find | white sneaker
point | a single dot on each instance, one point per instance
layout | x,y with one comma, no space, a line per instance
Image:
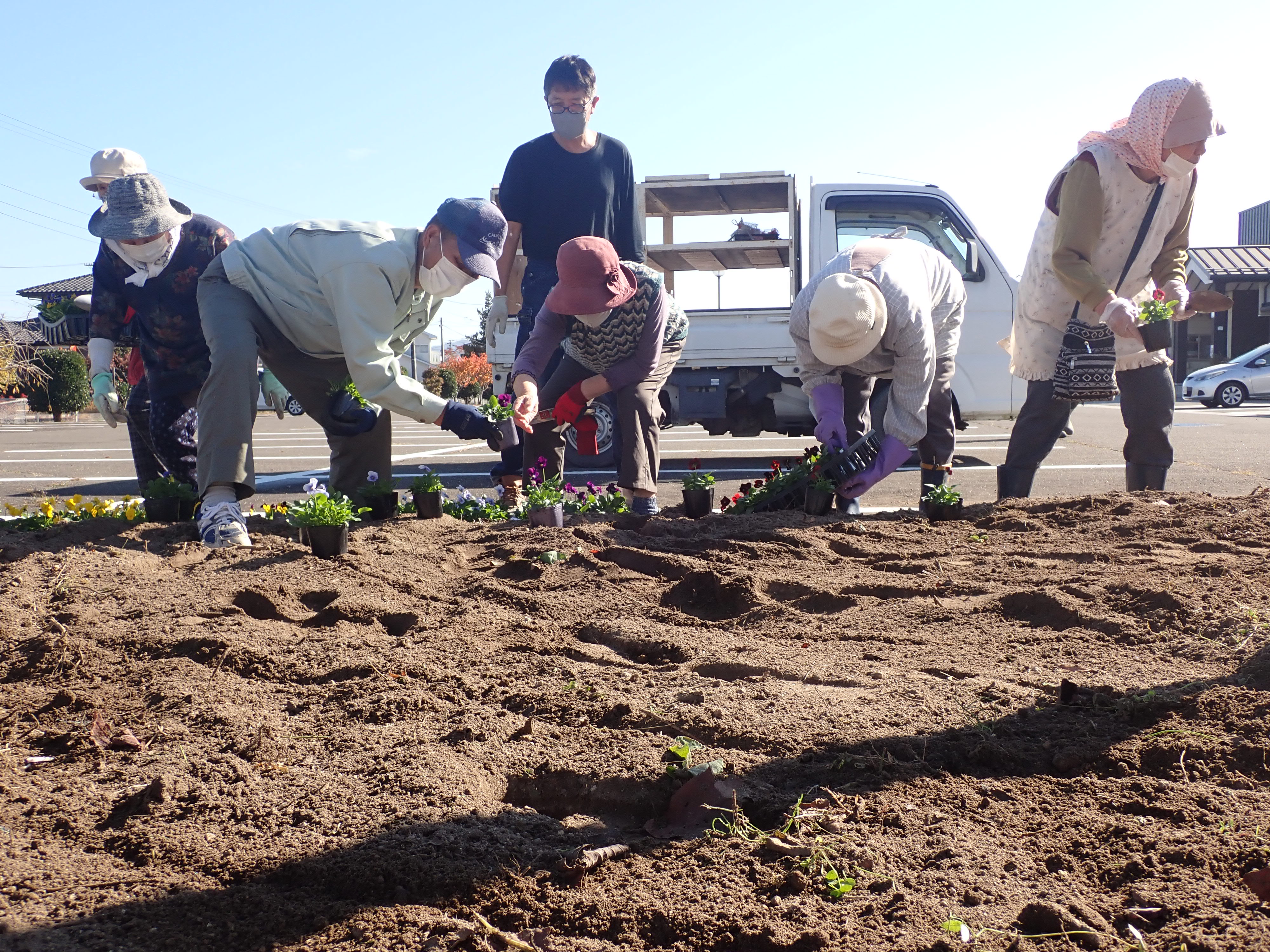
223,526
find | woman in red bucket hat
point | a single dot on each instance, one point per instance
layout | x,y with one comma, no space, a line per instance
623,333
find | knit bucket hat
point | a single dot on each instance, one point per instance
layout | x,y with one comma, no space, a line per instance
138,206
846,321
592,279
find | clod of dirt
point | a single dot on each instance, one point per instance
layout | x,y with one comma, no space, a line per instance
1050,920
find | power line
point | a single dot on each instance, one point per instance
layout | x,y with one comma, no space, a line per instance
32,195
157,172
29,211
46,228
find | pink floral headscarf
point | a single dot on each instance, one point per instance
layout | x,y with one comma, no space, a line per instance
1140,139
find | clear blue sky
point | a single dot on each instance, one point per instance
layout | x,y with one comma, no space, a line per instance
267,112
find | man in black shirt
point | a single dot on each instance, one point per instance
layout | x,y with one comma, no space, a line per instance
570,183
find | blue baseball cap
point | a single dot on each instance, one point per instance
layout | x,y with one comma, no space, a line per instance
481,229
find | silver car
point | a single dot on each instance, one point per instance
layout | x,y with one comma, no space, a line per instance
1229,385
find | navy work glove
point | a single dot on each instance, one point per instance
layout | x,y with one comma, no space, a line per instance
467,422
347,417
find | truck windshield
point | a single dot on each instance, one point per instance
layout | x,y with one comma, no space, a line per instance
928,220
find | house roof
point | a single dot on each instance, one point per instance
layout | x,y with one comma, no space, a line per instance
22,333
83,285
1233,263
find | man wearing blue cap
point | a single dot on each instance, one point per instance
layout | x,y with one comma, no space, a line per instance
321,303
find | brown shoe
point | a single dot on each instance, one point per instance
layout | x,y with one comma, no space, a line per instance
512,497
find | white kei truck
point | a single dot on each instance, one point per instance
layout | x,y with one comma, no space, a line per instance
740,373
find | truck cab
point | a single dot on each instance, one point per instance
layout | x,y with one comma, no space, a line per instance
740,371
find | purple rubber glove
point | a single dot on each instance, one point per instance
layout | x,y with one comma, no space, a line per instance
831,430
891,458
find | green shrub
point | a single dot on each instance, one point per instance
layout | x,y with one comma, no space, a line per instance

*Problem to solve:* From the data above, show each line that contains "glove".

*Reply to the task:*
find | navy work glove
find | purple rubber glove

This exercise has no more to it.